**STUDY TEXT:**
—————

ONC’s privacy and security workgroup discussed cost considerations for electronic protected health information (PHI) during a Sept. 21 meeting and proposed suggested guidance to the Office for Civil Rights (OCR) at a follow-up meeting on Sept. 28. The workgroup’s recommendations stem from a request by the Obama administration that the U.S. Department of Health & Human Services and ONC collaborate to address barriers that prevent patients from accessing PHI. The president’s Precision Medicine Initiative calls for the OCR to develop additional guidance for health care providers and the public about accessing electronic health information under HIPAA.

Few states have addressed how physicians and other health providers should charge for EHR requests, and requirements differ widely in states that do regulate the activity, Mr. Crosley said during the meeting. Illinois, for example, allows doctors and hospitals to charge 50% of the paper-based per-page fee for electronic records retrieved from scanning, digital imaging, electronic information, or another digital format. Ohio does not distinguish between paper and electronic records and allows providers to charge the same per-page fee for both. Most states base fees for paper records on pages, with some states setting limits on maximum copying costs.

—————

**DATA UNDER STUDY:**
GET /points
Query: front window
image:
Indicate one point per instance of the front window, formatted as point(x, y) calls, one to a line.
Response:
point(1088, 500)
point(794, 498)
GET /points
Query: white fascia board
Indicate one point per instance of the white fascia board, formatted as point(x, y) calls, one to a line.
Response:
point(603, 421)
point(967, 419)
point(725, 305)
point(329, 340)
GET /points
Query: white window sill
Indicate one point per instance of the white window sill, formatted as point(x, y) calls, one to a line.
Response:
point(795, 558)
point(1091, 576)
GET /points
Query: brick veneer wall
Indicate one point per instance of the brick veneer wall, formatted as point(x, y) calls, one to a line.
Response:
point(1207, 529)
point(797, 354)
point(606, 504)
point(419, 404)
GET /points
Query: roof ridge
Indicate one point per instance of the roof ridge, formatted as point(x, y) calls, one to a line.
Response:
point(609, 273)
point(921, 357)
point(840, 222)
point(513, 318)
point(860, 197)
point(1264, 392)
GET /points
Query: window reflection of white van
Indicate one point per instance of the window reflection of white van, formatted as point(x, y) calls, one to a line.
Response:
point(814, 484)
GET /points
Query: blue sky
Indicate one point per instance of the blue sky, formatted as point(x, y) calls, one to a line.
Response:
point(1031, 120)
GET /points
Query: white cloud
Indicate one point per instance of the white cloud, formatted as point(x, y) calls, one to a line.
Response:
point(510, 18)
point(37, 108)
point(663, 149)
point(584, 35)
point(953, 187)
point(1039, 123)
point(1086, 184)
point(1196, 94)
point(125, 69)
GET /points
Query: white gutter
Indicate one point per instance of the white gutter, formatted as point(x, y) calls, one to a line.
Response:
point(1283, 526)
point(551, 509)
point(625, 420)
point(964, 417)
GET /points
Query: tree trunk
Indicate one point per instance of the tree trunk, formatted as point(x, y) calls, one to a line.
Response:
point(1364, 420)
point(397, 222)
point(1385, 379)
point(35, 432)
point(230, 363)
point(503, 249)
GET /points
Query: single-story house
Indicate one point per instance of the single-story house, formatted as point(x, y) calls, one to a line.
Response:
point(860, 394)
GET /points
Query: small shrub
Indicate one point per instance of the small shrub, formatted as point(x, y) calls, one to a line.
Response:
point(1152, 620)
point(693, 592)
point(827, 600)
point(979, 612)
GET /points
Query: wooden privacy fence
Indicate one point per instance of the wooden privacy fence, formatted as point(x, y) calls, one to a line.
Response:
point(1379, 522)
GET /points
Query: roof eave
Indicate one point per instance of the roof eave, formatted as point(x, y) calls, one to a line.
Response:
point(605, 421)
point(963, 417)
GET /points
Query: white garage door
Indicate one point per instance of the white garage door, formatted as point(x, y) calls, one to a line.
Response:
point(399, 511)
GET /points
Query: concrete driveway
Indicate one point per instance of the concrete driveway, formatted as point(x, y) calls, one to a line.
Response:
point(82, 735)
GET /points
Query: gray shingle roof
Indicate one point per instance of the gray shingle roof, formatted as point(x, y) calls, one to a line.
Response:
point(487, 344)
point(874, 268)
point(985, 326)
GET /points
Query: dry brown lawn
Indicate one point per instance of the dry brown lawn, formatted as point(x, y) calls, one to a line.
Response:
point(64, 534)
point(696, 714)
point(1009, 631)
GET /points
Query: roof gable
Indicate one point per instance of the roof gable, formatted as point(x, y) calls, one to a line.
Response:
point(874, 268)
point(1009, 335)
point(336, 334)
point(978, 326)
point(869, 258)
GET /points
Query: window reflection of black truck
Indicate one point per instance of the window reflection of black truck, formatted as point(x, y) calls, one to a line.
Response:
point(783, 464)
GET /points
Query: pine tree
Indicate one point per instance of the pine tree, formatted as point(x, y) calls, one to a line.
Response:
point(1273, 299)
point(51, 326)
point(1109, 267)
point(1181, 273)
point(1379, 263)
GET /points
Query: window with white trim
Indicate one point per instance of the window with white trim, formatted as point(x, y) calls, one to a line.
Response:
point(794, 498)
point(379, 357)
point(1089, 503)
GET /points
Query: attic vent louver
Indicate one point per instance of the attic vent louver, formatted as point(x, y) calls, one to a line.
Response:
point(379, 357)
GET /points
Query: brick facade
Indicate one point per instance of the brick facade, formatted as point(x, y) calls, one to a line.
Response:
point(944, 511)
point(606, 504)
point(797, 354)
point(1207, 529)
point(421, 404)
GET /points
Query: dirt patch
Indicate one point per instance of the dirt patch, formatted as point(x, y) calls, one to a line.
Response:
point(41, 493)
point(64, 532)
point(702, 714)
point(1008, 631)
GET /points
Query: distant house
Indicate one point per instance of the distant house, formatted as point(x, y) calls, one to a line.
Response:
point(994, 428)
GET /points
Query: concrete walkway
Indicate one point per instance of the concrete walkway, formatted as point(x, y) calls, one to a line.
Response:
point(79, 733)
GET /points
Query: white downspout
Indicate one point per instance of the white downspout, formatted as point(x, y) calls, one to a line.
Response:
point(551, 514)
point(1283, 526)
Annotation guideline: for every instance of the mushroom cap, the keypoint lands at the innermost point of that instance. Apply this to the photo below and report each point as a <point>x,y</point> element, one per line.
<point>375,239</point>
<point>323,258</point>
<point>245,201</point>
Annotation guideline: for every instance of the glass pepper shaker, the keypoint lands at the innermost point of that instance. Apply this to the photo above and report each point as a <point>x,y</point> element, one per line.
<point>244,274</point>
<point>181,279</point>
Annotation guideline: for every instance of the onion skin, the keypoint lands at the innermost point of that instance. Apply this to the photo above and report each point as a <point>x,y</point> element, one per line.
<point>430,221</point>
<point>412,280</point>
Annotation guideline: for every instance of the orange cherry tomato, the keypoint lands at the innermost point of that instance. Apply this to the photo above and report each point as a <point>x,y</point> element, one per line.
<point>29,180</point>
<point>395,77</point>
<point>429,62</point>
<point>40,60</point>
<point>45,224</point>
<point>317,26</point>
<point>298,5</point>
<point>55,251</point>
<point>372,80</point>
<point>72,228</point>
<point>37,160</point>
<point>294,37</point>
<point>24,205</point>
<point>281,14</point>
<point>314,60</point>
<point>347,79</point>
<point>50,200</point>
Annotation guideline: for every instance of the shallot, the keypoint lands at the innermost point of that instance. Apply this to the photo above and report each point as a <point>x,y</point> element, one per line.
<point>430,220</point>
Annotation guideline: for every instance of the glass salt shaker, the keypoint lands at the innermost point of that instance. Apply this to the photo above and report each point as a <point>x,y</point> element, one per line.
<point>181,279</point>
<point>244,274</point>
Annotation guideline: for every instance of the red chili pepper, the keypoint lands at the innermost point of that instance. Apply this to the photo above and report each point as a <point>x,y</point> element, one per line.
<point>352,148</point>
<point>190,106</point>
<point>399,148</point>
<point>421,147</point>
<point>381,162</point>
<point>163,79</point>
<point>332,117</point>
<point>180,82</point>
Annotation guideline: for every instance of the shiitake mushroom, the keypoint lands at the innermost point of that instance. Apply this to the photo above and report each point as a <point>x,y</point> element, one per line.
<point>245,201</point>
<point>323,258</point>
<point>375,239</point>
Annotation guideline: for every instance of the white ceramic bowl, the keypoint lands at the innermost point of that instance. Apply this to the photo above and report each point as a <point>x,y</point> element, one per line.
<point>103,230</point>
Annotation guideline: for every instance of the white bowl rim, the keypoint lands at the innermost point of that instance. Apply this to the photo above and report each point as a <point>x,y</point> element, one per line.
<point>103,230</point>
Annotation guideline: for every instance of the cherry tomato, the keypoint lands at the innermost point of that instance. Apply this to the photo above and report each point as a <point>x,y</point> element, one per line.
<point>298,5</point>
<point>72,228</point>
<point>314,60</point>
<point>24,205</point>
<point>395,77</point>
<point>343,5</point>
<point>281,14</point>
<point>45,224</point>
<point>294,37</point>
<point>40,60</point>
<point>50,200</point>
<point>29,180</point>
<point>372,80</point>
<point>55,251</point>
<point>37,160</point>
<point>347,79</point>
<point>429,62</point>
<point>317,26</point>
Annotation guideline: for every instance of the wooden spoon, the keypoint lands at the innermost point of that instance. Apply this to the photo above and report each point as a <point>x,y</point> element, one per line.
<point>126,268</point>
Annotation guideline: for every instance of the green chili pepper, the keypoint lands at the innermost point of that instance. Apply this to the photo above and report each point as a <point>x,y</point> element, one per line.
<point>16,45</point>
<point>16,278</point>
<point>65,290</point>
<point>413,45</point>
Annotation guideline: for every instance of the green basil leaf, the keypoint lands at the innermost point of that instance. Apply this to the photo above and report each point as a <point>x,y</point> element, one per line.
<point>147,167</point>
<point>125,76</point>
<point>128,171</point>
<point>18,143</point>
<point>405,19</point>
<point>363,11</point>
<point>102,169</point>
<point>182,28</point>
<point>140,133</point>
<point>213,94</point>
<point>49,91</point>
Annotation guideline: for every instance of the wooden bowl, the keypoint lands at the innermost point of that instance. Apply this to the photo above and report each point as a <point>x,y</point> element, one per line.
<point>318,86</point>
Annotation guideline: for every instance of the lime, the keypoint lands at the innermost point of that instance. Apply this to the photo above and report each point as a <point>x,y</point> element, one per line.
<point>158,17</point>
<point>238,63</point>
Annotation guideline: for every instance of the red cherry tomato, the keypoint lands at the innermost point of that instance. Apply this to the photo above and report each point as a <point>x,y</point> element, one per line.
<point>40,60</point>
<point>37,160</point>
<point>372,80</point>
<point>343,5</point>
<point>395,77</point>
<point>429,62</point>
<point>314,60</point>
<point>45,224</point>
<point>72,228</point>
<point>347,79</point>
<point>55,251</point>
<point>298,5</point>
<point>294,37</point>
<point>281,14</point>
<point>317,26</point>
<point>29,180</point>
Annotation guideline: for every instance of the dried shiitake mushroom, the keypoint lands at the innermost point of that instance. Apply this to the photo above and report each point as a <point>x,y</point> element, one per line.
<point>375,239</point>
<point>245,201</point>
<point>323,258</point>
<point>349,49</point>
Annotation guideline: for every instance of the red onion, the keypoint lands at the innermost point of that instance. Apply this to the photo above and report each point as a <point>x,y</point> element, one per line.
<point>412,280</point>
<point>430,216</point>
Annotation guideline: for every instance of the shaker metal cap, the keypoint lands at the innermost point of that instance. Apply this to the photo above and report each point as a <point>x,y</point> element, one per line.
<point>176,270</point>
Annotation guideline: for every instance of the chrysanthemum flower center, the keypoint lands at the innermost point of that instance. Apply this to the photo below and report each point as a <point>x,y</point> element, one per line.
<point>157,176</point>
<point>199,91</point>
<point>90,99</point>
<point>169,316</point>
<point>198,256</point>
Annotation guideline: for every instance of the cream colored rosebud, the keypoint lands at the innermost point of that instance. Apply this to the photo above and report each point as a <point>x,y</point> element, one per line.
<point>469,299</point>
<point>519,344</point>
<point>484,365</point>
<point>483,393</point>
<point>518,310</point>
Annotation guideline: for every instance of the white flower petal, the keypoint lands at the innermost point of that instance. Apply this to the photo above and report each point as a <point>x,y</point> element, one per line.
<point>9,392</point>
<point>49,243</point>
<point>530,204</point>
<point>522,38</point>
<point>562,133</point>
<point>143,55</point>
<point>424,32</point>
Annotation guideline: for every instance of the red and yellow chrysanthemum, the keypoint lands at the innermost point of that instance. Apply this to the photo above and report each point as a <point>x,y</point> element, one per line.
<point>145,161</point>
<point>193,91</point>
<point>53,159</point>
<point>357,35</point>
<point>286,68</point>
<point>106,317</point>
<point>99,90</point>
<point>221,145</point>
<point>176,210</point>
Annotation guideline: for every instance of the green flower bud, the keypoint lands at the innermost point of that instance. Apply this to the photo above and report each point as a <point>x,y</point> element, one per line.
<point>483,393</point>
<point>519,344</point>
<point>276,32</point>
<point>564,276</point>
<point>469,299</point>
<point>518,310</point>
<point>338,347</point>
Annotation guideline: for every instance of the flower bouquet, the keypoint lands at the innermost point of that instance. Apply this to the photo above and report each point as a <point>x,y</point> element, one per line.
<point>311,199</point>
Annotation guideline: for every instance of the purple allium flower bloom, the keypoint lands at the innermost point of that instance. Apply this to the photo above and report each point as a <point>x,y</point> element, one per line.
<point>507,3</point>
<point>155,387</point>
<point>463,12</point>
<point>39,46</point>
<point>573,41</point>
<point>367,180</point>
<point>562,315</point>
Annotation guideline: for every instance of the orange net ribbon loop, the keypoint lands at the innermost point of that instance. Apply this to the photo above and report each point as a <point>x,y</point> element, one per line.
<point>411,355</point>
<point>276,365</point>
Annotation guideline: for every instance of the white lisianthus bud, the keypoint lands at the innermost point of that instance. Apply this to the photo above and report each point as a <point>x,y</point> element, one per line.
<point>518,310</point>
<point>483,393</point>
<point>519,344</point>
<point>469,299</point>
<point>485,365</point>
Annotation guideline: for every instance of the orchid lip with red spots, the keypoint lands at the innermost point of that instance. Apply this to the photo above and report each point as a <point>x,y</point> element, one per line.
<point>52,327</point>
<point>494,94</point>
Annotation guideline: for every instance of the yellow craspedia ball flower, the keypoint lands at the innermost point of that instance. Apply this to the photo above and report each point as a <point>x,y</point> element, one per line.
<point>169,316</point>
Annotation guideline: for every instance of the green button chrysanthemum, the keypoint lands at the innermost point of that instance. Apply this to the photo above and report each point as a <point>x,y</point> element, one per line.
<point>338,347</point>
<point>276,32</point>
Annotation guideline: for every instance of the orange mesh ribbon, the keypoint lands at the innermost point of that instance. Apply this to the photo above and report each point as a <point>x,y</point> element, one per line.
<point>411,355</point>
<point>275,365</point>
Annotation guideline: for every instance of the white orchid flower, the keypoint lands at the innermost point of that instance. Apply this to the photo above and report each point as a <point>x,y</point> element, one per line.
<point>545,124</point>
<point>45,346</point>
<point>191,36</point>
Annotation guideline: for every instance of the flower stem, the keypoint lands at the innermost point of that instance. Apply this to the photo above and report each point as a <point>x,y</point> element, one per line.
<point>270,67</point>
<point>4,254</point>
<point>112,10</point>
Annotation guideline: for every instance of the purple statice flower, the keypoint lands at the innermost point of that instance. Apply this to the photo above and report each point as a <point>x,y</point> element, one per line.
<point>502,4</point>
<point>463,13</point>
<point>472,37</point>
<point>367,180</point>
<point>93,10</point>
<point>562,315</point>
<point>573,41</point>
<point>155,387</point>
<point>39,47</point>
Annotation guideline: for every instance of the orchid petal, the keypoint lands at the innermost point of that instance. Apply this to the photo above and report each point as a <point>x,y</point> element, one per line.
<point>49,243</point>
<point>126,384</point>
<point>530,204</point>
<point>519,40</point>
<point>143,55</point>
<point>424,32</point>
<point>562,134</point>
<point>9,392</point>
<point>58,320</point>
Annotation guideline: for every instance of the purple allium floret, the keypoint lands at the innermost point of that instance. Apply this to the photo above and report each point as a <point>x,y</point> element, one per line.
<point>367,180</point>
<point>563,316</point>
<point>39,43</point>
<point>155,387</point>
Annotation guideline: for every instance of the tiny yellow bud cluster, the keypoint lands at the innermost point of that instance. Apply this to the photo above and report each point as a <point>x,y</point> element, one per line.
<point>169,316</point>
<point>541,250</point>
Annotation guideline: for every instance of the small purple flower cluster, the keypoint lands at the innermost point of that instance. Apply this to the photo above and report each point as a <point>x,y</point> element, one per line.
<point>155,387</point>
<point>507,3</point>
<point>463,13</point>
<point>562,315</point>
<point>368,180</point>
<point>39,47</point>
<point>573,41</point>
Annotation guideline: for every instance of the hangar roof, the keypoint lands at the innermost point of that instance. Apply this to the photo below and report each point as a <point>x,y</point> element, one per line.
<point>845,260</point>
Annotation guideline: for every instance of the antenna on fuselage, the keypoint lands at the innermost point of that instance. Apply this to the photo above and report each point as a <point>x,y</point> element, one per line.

—————

**TASK INSTRUCTIONS:**
- a) Repeat word for word the part of the article on electronic health record fees that begins at the words "Few states have" and stops after "maximum copying costs.".
- b) Carry on the article about fees for electronic health records from the point where it stops.
The rows have no connection to the article on fees for electronic health records.

**ANSWERS BY ITEM:**
- a)
Few states have addressed how physicians and other health providers should charge for EHR requests, and requirements differ widely in states that do regulate the activity, Mr. Crosley said during the meeting. Illinois, for example, allows doctors and hospitals to charge 50% of the paper-based per-page fee for electronic records retrieved from scanning, digital imaging, electronic information, or another digital format. Ohio does not distinguish between paper and electronic records and allows providers to charge the same per-page fee for both. Most states base fees for paper records on pages, with some states setting limits on maximum copying costs.

- b)
Developing cost guidelines around electronic PHI is more complex than meets the eye, ONC members noted at the Sept. 28 meeting. Questions include how producible format should affect fees, whether the cost of electronic data should be comparable to paper copies, and to what extent labor should be factored into cost. Making matters more complicated are recent federal regulations under the Health Information Technology for Economic and Clinical Health (HITECH) Act that mandate what costs can and cannot not include. The 2013 Omnibus Rule, which made amendments to HIPAA as required by the HITECH Act, gives patients the right to obtain health information copies in the form and format they wish, as long as that form is “readily producible” by the covered entity. Fees cannot include costs associated with searching for or retrieving the requested information, but may include labor charges such as time spent to create and copy the electronic file or the compiling, extracting, scanning, and burning health information to media.

“The interaction of these two points creates some issues for covered entities as well as for the charges being offered,” Mr. Crosley said.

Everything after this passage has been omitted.